*Source extract*
╭──

As to food production and distribution, Agriculture Secretary William Dar has been preaching two major gospels—plant-plant-plant and better food distribution. However, a number of farmer organizations and CSOs are puzzled: why is the government still keen in supporting Philippine reliance on imported rice, imported poultry and other imported agricultural products? Is this not as good a time to use the Covid-19 crisis as an opportunity to speed up domestic agricultural modernization and achieve higher level of food security?
As to the delivery of power, water and digital services, problems abound as reflected in the flood of complaints raised against Meralco and other power utility companies. There are also widespread customer complaints in the surge of water rates being levied by the water companies, a number of which are trying to “privatize” the profitable local water utility companies. And like in the case of electricity, no acceptable explanations are given by these water firms.
And then there is the Internet and telecom service. This service has become truly essential given the social distancing requirement under Covid-19 pandemic and the deepening role of cyber connectivity in the social and economic life of every Filipino family. The problem is that the duo monopolists involved in the delivery of Internet/telecom services have been slow in responding to the numerous complaints on intermittent disruptions and disconnections.
For example, in the case of the PLDT, the millions of customers are given only one number to dial —171—in order to report or file a complaint. This number is always busy and rarely works. And, if the customer is lucky, he/she can get a concrete reply from a customer assistant within two weeks of endless dialing and endless waiting for a PLDT personnel to answer. The PLDT does not even provide an e-mail address which customers can use to send “love letters” on their connectivity problems.
This brings us then to another related issue: where is the corporate social responsibility (CSR) of these big private utility companies in Covid times? What have they done to ease the suffering of the people?

╰──

*Source information*
╭──

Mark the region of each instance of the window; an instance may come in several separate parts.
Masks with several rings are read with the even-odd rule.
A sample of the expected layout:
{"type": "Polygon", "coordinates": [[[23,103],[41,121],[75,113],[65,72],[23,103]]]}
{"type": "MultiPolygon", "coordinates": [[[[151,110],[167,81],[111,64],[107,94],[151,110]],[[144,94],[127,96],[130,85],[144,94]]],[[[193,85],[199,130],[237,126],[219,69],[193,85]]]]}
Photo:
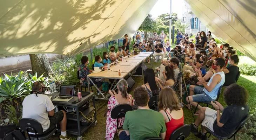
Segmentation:
{"type": "Polygon", "coordinates": [[[191,19],[191,28],[197,29],[198,26],[198,19],[197,18],[191,19]]]}

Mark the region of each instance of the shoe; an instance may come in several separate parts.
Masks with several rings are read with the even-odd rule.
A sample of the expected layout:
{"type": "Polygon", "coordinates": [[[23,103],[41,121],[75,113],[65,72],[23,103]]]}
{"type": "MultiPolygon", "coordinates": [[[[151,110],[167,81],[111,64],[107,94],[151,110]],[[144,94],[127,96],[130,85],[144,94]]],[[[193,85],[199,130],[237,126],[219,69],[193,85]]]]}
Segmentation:
{"type": "Polygon", "coordinates": [[[70,139],[70,136],[68,135],[67,134],[66,136],[64,136],[62,135],[61,135],[60,136],[60,139],[61,140],[69,140],[70,139]]]}
{"type": "Polygon", "coordinates": [[[202,134],[201,131],[197,132],[194,134],[195,136],[202,140],[207,140],[208,139],[207,138],[207,135],[206,134],[205,134],[204,135],[203,135],[202,134]]]}
{"type": "Polygon", "coordinates": [[[198,128],[196,128],[194,127],[194,123],[193,123],[190,125],[190,131],[193,133],[195,134],[198,132],[198,128]]]}
{"type": "Polygon", "coordinates": [[[104,79],[103,78],[98,78],[96,79],[95,80],[97,82],[103,82],[104,80],[104,79]]]}

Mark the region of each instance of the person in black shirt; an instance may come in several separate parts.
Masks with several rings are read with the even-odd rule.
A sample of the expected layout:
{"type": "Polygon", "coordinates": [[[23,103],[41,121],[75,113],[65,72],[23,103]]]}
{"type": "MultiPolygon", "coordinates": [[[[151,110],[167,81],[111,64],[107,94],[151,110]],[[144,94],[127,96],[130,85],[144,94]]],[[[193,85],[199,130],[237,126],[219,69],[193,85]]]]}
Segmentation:
{"type": "Polygon", "coordinates": [[[228,63],[229,66],[223,70],[225,73],[225,83],[223,85],[227,86],[236,83],[236,78],[239,72],[239,68],[237,64],[239,62],[239,58],[237,55],[230,56],[228,63]]]}
{"type": "Polygon", "coordinates": [[[233,84],[225,89],[224,100],[228,106],[224,108],[217,101],[211,104],[217,111],[203,107],[194,124],[191,124],[191,131],[202,140],[207,139],[205,127],[222,137],[232,134],[241,121],[248,115],[249,107],[247,104],[249,95],[244,88],[233,84]],[[222,112],[222,114],[220,111],[222,112]],[[201,123],[202,131],[198,132],[201,123]]]}
{"type": "Polygon", "coordinates": [[[124,35],[124,39],[123,41],[123,45],[124,45],[126,47],[126,49],[125,50],[126,51],[129,50],[129,45],[130,45],[130,42],[131,42],[131,38],[130,37],[130,40],[129,42],[128,41],[128,35],[126,34],[124,35]]]}
{"type": "Polygon", "coordinates": [[[155,52],[153,55],[153,57],[154,57],[155,59],[156,56],[162,56],[162,58],[163,59],[163,53],[162,52],[163,51],[163,44],[161,44],[161,41],[160,40],[157,40],[157,43],[155,47],[155,52]]]}
{"type": "Polygon", "coordinates": [[[207,37],[206,36],[206,33],[203,31],[202,31],[200,33],[201,35],[201,45],[204,50],[206,50],[207,49],[207,37]]]}

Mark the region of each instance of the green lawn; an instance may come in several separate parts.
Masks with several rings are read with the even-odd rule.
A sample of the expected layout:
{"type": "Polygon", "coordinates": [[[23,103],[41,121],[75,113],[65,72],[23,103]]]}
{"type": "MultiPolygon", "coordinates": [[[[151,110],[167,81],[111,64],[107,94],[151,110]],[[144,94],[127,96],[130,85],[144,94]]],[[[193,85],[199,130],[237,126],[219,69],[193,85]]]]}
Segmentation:
{"type": "MultiPolygon", "coordinates": [[[[173,47],[172,47],[172,48],[173,47]]],[[[160,64],[160,62],[157,63],[154,62],[153,65],[147,65],[148,68],[154,68],[158,66],[160,64]]],[[[135,82],[135,84],[132,88],[132,91],[129,92],[129,94],[133,95],[133,90],[138,86],[140,86],[144,83],[143,78],[142,77],[133,77],[133,78],[135,82]]],[[[254,98],[256,96],[256,77],[241,75],[237,81],[237,84],[244,87],[248,91],[250,97],[248,104],[250,106],[250,113],[255,114],[256,111],[256,98],[254,98]]],[[[219,99],[219,102],[223,106],[226,106],[224,103],[222,92],[224,88],[222,90],[222,94],[219,99]]],[[[83,135],[83,139],[85,140],[105,140],[104,136],[105,134],[106,118],[103,117],[105,112],[105,109],[107,106],[107,101],[98,100],[96,101],[96,109],[101,108],[97,111],[97,118],[98,121],[97,125],[90,128],[88,131],[86,132],[83,135]]],[[[186,108],[183,108],[184,113],[184,124],[190,124],[194,122],[194,120],[191,111],[186,108]]],[[[75,137],[73,137],[74,139],[75,137]]],[[[197,139],[194,135],[190,134],[189,137],[186,139],[195,140],[197,139]]],[[[210,139],[216,139],[214,136],[211,136],[210,139]]],[[[119,140],[117,135],[115,136],[114,140],[119,140]]]]}

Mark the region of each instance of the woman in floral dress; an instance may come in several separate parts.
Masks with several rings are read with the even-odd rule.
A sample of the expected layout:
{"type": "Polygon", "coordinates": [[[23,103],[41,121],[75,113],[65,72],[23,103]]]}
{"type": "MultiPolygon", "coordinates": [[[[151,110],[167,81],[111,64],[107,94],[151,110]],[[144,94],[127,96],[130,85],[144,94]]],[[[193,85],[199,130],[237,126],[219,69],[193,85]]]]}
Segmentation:
{"type": "MultiPolygon", "coordinates": [[[[112,96],[108,101],[107,106],[108,111],[107,113],[106,135],[105,138],[107,140],[112,140],[115,134],[118,133],[118,131],[116,130],[117,119],[112,119],[111,117],[112,110],[116,106],[121,104],[127,104],[131,106],[134,104],[133,97],[126,91],[127,86],[126,81],[122,79],[117,85],[118,94],[116,94],[114,91],[113,91],[113,93],[110,90],[109,91],[112,96]]],[[[124,120],[124,117],[118,119],[119,127],[123,125],[124,120]]]]}

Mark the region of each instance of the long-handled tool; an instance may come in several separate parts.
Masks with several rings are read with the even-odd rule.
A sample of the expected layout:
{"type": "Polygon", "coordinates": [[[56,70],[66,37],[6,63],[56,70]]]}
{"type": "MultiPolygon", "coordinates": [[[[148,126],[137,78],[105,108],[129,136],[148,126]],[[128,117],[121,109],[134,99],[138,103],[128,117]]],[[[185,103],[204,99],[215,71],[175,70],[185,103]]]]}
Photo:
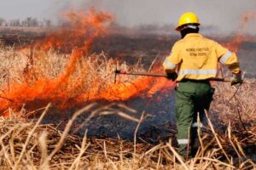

╰──

*Activities*
1) Answer these questions from the commentary on public services during Covid-19, one line each:
(a) What two things has Agriculture Secretary William Dar been preaching?
(b) What number are PLDT customers given to report or file a complaint?
(c) What contact does PLDT not provide to its customers?
2) Sum up the commentary on public services during Covid-19 in two sentences.
3) Write the next part of the commentary on public services during Covid-19, starting after its last sentence.

*Answers to the tasks*
1)
(a) Plant-plant-plant and better food distribution.
(b) 171.
(c) An e-mail address customers can use to send messages about their connectivity problems.

2) Farmer organizations and CSOs question why the government still supports reliance on imported rice, poultry and other farm products, while power and water companies face widespread complaints that go without acceptable explanations. Internet and telecom providers such as PLDT have been slow to respond to complaints about disruptions, which leads to the question of where these big utility companies' corporate social responsibility is during the pandemic.

3)
At the height of the lockdowns, these firms generated media publicity regarding their contributions to the relief and social amelioration programs of government and non-government agencies. However, they seem to have forgotten that the best CSR contributions that they can give to the nation is to become reliable partners of government and society in providing reliable and reasonably-priced services to the people during difficult times. CSR begins at home, that is, beginning with the respect that the company accords to their customers, employees and host communities.
In the case of Meralco, it could have demonstrated such respect by conducting prior, full and honest information sharing, consultation and dialogue with various segments of their paying customers regarding the company’s planned rate adjustments and the reasons why such adjustments are unavoidable. The subsequent explanations, which many still find incomprehensible, were released after the storm of public protests generated by the new power rates.
Also, Meralco should have informed the nation on what it is doing to lower the cost of power by buying power at lower rates. For example, Meralco has not responded to the criticisms raised by the environmental CSOs that the company has concluded Power Supply Agreements with generating companies which charge higher rates and use GHG-emitting coal material. This goes against the trend in the world where more and more countries such as UK and Malaysia are committing themselves to the increased use of renewable energy such as solar, which has become cheaper compared to the nonrenewables such as coal and gas.
Meralco can gift the nation by providing leadership to the Philippine business community on how to go renewable and customer-friendly.